### Instruction A
In the ETL documentation page below, turn the paragraph beginning "Each stage saves a checkpoint" into a short bulleted list that keeps its main facts.
# Start of Text passage
Skip to content

rahcp-etl

Stateful ETL orchestration with NATS JetStream for event-driven pipelines.

Pipeline DAG

Define multi-stage pipelines with per-stage retry policies and checkpoint-based resumption:

flowchart LR
    subgraph Pipeline
        E["extract<br/><small>retries: 3</small>"] --> T["transform<br/><small>retries: 3</small>"]
        T --> L["load<br/><small>retries: 3</small>"]
    end

    E -.->|checkpoint| KV[("NATS KV<br/><small>etl-checkpoints</small>")]
    T -.->|checkpoint| KV
    L -.->|clear| KV

    L --> OK["Result"]

    style OK fill:#d4edda,stroke:#28a745

Each stage saves a checkpoint after success. If the pipeline fails and is re-run with the same pipeline_id, it resumes from the last checkpoint.

import asyncio
from rahcp_etl.pipeline import Pipeline
from rahcp_etl.checkpointing import CheckpointStore
import nats

async def main():
    nc = await nats.connect("nats://localhost:4222")
    store = await CheckpointStore.create(nc)
    pipeline = Pipeline(checkpoint_store=store)

    @pipeline.stage("extract", retries=3, backoff=2.0)
    async def extract(payload):
        # Download source data
        return {"records": ["a", "b", "c"]}

    @pipeline.stage("transform")
    async def transform(payload):
        # Process records
        return {"transformed": [r.upper() for r in payload["records"]]}

    @pipeline.stage("load")
    async def load(payload):
        # Write results
        return {"loaded": len(payload["transformed"])}

    result = await pipeline.run(
        {"source": "s3://bucket/input"},
        pipeline_id="batch-2025-03-18",  # enables checkpoint resume
    )
# End of Text passage
# Start of Material for this task
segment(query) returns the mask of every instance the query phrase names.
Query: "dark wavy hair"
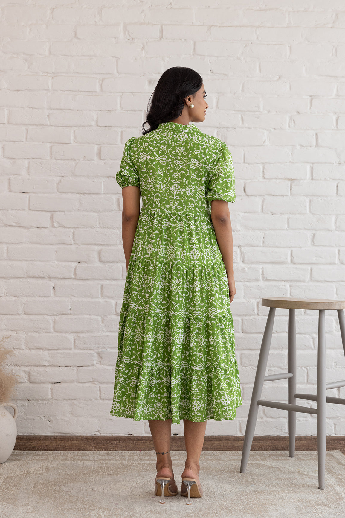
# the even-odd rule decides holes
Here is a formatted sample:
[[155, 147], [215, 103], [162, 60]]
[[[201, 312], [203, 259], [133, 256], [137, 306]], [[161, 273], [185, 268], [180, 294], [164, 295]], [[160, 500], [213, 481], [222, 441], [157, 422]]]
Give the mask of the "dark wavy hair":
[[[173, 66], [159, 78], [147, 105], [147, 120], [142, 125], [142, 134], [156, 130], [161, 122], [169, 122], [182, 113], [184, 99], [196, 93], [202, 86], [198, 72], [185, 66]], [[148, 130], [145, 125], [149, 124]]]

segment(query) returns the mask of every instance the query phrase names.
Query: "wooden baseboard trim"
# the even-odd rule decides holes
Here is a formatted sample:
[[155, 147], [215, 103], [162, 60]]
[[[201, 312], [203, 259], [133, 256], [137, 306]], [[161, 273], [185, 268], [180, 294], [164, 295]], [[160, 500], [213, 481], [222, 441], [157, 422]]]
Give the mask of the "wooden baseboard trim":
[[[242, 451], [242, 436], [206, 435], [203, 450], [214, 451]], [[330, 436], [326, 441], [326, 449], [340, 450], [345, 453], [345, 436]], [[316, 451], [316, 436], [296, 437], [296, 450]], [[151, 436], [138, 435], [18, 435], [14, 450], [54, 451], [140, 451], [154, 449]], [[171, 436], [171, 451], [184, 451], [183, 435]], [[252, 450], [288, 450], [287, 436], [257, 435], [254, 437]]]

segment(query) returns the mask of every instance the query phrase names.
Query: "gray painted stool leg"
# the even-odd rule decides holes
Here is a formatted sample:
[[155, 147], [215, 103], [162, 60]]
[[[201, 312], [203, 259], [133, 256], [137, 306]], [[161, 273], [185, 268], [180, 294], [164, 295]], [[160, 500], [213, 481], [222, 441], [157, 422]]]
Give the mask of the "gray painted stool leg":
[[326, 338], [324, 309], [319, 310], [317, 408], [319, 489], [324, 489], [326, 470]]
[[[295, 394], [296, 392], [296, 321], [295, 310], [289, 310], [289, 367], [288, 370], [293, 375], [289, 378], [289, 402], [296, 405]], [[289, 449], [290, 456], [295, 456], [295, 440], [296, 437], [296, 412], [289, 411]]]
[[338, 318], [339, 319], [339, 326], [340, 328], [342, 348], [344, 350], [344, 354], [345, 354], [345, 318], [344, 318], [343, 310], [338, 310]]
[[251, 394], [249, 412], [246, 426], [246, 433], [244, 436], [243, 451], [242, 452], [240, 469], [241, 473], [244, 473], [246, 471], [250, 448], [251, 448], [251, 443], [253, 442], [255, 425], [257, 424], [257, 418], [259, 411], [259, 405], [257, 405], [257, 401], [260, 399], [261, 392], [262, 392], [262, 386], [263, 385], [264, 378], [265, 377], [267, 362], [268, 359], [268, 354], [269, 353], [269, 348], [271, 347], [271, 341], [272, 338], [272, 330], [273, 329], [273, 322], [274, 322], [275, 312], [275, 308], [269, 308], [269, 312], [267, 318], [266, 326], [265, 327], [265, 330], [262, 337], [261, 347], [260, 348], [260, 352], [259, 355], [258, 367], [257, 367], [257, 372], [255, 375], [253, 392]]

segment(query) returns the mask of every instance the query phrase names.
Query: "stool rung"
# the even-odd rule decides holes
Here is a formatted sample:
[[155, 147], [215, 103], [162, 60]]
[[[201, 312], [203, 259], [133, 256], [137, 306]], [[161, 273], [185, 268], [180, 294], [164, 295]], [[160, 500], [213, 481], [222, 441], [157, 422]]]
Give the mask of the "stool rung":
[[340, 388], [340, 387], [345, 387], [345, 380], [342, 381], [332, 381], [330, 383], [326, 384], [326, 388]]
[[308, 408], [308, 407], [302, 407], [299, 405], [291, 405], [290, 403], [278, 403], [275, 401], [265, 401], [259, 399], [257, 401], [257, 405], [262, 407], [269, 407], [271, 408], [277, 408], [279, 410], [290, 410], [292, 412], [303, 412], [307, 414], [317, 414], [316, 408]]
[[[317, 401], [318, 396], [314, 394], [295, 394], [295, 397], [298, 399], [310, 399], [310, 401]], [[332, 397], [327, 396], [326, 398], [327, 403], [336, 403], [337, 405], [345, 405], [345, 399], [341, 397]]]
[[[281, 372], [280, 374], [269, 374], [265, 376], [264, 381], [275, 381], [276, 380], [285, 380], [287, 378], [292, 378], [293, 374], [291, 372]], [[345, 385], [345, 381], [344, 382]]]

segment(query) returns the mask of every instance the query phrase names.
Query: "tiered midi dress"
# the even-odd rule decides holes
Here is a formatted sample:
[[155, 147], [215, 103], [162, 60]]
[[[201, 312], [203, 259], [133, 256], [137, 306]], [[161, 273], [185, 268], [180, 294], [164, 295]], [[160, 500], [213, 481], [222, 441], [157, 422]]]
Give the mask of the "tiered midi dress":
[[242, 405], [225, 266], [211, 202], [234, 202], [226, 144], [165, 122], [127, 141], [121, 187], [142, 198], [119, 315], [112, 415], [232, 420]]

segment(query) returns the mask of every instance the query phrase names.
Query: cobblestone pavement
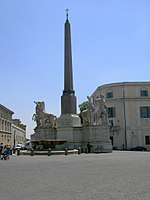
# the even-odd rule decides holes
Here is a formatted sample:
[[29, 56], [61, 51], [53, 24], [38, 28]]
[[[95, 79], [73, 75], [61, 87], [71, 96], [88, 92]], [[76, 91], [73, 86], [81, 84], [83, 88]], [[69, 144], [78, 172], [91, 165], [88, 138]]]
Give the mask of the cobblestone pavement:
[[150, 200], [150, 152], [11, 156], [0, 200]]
# End of Material for this task
### Instruction B
Pull out every line of the entries above that contains the string "painted".

### Final answer A
- Every stage stores a checkpoint once it succeeds.
- If the pipeline fails and is run again with the same pipeline_id, it resumes from the last checkpoint.

### Final answer B
Query: "gray painted stool leg"
Give the mask of the "gray painted stool leg":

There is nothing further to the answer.